*** RECORDS FOR PROCESSING

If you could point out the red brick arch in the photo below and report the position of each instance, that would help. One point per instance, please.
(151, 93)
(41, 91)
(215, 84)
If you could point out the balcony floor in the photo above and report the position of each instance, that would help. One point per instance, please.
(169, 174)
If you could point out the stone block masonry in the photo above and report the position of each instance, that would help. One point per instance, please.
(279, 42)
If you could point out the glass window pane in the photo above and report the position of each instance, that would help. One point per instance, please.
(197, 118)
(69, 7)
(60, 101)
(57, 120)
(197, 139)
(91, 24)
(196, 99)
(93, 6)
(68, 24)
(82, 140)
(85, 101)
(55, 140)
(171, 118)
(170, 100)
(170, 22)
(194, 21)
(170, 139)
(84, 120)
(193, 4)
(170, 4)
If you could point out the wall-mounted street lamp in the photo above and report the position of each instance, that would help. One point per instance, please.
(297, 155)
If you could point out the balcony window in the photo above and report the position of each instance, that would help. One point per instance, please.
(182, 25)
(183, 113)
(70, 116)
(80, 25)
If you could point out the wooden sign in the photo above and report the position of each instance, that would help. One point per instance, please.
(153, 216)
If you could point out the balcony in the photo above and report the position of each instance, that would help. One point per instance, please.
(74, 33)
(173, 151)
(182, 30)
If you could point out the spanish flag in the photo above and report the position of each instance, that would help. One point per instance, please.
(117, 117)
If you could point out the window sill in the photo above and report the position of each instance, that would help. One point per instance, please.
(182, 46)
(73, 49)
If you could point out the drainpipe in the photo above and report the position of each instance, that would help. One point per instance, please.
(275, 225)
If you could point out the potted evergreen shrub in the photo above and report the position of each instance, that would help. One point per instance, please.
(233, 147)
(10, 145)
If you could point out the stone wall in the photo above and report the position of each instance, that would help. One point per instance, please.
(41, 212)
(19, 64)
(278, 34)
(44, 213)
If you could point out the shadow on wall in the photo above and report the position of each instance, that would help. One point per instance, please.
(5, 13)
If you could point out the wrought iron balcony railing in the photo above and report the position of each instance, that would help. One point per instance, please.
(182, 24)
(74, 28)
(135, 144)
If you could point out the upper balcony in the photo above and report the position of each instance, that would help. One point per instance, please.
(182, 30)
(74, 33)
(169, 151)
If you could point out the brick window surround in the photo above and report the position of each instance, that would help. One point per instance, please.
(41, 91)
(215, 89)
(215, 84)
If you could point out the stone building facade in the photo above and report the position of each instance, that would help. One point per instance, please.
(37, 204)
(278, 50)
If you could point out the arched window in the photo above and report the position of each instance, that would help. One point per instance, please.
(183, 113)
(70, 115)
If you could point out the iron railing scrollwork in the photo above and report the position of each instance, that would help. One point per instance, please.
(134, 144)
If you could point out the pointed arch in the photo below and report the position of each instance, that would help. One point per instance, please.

******

## WORK ORDER
When the line containing "If you could point out the brick" is found in the records above, restate it and every later line word for word through the last one, and nothing more.

## TASK ANSWER
If you could point out the brick window surround in the photo above and report the position of each instance, that would help. One point per instance, please.
(41, 91)
(215, 89)
(215, 84)
If you could point out the stone building facade in the photo above and report the position of each instance, that would help. One point per instance, please.
(37, 204)
(278, 50)
If you could point out the arched window in the photo above and report the position of each instance, that would help. One point per instance, please.
(183, 113)
(70, 115)
If you could point out the iron railing scrollwork in the photo above and report the position of each instance, that would help. One point per instance, please.
(134, 144)
If you could point out the pointed arch in the photo below and report the position of each instance, that would help. One point per instance, please.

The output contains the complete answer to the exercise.